**Aim**
From the data below, pull out word for word the lines starting with the one that contains "the dark shoreline" and going on through the one that contains "You are given a photograph. Could you point to the purple", both of those included. Copy only those lines.

**Records supplied**

▬▬▬▬▬▬▬▬▬▬

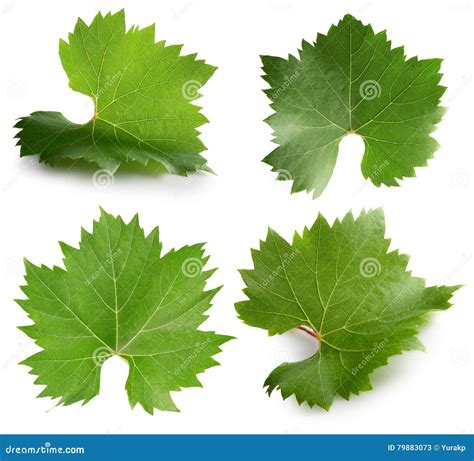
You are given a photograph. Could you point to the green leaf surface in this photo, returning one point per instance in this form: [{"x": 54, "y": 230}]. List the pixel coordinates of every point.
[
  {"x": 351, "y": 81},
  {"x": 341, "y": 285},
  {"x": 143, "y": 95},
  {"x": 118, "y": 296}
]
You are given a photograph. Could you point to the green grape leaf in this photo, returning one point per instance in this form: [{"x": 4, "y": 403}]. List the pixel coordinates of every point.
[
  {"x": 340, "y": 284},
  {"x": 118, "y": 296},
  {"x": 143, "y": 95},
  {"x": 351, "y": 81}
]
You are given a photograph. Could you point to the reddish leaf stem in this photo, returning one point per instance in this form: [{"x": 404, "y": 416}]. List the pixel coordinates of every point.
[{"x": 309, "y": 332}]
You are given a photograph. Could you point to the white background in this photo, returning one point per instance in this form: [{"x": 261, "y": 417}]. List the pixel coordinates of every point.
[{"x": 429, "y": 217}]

▬▬▬▬▬▬▬▬▬▬

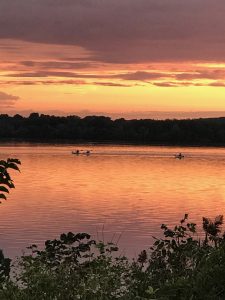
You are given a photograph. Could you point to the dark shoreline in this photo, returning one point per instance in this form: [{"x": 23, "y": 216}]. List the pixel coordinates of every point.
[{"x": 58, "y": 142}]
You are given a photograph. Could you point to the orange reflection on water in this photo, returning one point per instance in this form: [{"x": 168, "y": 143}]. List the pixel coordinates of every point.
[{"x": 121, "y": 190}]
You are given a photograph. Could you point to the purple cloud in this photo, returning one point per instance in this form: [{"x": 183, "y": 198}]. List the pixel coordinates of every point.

▬▬▬▬▬▬▬▬▬▬

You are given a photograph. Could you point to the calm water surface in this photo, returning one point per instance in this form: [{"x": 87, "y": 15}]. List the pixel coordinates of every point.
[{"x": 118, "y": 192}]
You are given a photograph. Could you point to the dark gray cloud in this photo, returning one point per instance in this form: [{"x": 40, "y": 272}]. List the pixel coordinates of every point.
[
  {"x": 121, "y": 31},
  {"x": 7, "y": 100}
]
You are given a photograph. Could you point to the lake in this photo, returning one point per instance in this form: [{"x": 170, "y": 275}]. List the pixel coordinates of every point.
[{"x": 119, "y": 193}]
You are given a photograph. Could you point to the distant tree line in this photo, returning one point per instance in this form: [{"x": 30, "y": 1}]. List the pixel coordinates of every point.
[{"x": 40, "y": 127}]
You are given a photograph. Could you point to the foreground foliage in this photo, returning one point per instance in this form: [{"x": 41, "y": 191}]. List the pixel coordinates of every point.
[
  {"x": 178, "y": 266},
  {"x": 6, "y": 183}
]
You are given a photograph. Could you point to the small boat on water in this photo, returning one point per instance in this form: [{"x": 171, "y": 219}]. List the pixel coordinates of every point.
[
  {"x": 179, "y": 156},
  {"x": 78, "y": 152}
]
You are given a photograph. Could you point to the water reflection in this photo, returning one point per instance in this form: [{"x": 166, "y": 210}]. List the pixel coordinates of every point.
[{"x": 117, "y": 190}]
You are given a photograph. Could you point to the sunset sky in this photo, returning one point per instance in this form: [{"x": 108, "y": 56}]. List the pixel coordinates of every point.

▬▬▬▬▬▬▬▬▬▬

**Answer in full**
You are given a photograph. Could you point to the dark shoreline in this photo, returning one point per instance in this form: [{"x": 23, "y": 216}]. List the pixel coordinates of every point.
[{"x": 58, "y": 142}]
You are given a photograph. Could you point to the orange reflection on water in this photo, returning one point per instance in this form: [{"x": 168, "y": 143}]. List the pixel coordinates of every point.
[{"x": 121, "y": 190}]
You are given a photograph. Could you point to the purple cloud in this photo, returning one point per instance in this form: [{"x": 183, "y": 198}]. List the pixel coordinates of every point.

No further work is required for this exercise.